### Esercizi da svolgere
1: Trascrivi fedelmente il tratto del testo sugli impianti di climatizzazione che va da "Impianti residenziali" fino a "con aria esterna.".
2: Nel testo sugli impianti di climatizzazione, qual è il comportamento migliore da adottare per ridurre il rischio di contagio per via aerea?
3: Riprendi il testo sugli impianti di climatizzazione dal punto in cui si interrompe e proseguilo.

### Estratto della pagina

-=-=-=-=-

Vi avevamo già parlato di impianti di condizionamento dell’aria in relazione alle modalità di trasmissione del Covid-19 e delle indicazioni pubblicate dall’AiCARR. Ritorniamo sul tema della prevenzione perché con l’avvio della famigerata riapertura delle attività produttive e commerciali, ma soprattutto con l’arrivo della stagione calda, sono in molti a chiedersi che ruolo abbiano gli impianti di trattamento dell’aria nella diffusione del virus in ambienti chiusi. La risposta dipende innanzitutto dalla tipologia di impianto e dell’ambiente servito.
Impianti residenziali
In assenza di contagiati non ci può essere il virus, per cui l’accensione dell’impianto di climatizzazione non influisce in alcun modo sul rischio di contagio.
Se vi fossero dei contagiati, sarebbe la loro presenza a determinare il rischio che non aumenterebbe con l’accensione dell’impianto. Ad ogni modo, il comportamento migliore da adottare per ridurre il rischio di contagio per via aerea è quella di ventilare il più possibile gli ambienti interni con aria esterna.
Impianti trattamento aria a servizio di un unico ambiente
In questo caso si tratta di strutture come centri commerciali, grandi negozi, ristoranti, bar, che non presentano divisioni tra i diversi ambienti, dove vi è un’unica unità che assolve al mantenimento delle condizioni ambientali.

-=-=-=-=-

### Voci del dataset
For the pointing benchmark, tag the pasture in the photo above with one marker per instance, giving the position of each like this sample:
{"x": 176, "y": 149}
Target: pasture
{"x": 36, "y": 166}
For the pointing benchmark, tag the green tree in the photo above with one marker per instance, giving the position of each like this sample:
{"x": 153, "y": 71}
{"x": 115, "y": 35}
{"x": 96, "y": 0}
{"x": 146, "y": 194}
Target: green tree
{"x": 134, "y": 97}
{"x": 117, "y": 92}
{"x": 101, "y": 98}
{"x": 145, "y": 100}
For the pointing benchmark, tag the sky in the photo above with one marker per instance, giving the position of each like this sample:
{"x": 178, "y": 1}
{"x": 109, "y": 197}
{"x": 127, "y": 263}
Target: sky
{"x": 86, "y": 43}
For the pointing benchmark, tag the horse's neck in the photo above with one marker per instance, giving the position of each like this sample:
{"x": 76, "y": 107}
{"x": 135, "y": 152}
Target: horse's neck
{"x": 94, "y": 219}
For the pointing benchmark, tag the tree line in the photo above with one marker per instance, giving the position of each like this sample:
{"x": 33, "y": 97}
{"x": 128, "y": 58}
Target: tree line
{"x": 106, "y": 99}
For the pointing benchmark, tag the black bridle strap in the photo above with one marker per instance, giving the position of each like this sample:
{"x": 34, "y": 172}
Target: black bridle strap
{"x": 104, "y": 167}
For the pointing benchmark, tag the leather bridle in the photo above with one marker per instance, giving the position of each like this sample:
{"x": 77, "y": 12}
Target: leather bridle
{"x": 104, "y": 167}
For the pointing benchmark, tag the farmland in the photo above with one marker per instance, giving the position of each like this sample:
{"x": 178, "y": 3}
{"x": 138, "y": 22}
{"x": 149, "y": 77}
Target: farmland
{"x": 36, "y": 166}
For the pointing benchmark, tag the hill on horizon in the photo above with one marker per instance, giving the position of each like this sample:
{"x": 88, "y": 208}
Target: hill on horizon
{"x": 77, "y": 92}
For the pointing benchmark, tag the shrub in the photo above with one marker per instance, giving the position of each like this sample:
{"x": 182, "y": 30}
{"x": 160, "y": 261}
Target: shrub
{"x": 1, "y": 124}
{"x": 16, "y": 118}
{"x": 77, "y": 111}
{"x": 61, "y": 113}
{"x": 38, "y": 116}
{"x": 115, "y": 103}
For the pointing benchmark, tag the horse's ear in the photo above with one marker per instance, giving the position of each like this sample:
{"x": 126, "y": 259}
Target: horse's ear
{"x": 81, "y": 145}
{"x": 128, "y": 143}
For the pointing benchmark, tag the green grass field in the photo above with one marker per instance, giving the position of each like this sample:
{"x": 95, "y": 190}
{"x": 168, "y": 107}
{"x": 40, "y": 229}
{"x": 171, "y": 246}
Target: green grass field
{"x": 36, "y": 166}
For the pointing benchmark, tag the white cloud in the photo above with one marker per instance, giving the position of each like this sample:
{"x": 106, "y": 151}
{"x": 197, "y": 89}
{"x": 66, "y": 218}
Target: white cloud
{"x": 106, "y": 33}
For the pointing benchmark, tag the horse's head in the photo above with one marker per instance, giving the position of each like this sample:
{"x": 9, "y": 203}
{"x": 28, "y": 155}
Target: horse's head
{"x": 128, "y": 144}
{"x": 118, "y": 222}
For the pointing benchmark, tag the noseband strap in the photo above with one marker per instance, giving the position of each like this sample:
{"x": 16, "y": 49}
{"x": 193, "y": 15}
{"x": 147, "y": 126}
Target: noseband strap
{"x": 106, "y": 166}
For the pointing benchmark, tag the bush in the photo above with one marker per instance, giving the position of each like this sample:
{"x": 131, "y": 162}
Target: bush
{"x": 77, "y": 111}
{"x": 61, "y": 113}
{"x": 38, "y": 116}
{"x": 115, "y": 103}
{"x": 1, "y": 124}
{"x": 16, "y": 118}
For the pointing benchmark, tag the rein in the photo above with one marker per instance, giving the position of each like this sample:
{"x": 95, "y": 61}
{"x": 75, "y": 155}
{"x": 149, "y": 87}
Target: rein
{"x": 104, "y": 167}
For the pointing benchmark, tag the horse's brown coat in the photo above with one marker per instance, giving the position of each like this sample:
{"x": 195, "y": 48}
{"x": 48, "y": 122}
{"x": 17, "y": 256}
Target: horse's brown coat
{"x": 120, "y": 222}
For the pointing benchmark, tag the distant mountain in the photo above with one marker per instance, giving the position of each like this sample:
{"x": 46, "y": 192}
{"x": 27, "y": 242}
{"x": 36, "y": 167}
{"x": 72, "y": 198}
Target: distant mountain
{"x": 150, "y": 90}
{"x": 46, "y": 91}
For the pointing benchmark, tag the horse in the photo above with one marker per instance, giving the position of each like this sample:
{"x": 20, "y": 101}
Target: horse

-=-=-=-=-

### Risposte numerate
1:
Impianti residenziali
In assenza di contagiati non ci può essere il virus, per cui l’accensione dell’impianto di climatizzazione non influisce in alcun modo sul rischio di contagio.
Se vi fossero dei contagiati, sarebbe la loro presenza a determinare il rischio che non aumenterebbe con l’accensione dell’impianto. Ad ogni modo, il comportamento migliore da adottare per ridurre il rischio di contagio per via aerea è quella di ventilare il più possibile gli ambienti interni con aria esterna.

2: Ventilare il più possibile gli ambienti interni con aria esterna.

3:
In questi casi è fondamentale aumentare la portata dell’aria esterna per ridurre il rischio. L’eventuale ricircolo dovrebbe essere sempre chiuso. Laddove ciò non sia realizzabile, vi è la possibilità di dotare l’impianto di trattamento dell’aria di opportuni sistemi di disinfezione a lampade UV-C, apparecchiature esistenti da tempo, ideali per ridurre le contaminazioni aerotrasportate, anche se la loro efficacia contro il virus COVID-19 non è stata ancora testata.
Impianto trattamento aria a servizio di più locali
Per quanto riguarda gli impianti che, per la loro tipologia, collegano zone diverse di un edificio, è indispensabile fare in modo di trattare esclusivamente aria esterna, al fine di evitare di trasmettere il contagio per via aerea da un luogo all’altro.
Impianti a solo ricircolo
Solitamente ricadono in questa categoria i piccoli impianti gestiti da un’unica unità che va a servire più locali. In questo caso se è vero che le unità virali per volume diminuiscono, è altrettanto vero che, avendo il ricircolo dell’aria in comune per tutti i locali, qualora sia presente una fonte di contagio, la contaminazione avverrebbe da un locale all’altro.
Impianti a servizio di singolo ambiente
Rientrano in questa categoria gli impianti con terminali ambiente tipo ventilconvettore o split. Tali apparecchiature ricircolano esclusivamente l’aria nell’ambiente in cui sono installati. Sono dotati di filtri che però non trattengono l’aerosol.
Non ha alcun senso interrompere il funzionamento dei terminali perché il rischio di contagio (sempre qualora vi sia la presenza di una persona contagiata) rimane inalterato.
Anche per questi ambienti vi è la possibilità di inserire delle apparecchiature stand-alone dotate di lampade UV-C. Come per gli impianti di trattamento dell’aria a servizio di un unico ambiente, ad oggi non vi è alcuna prova dell’efficacia delle lampade UV-C contro il COVID-19.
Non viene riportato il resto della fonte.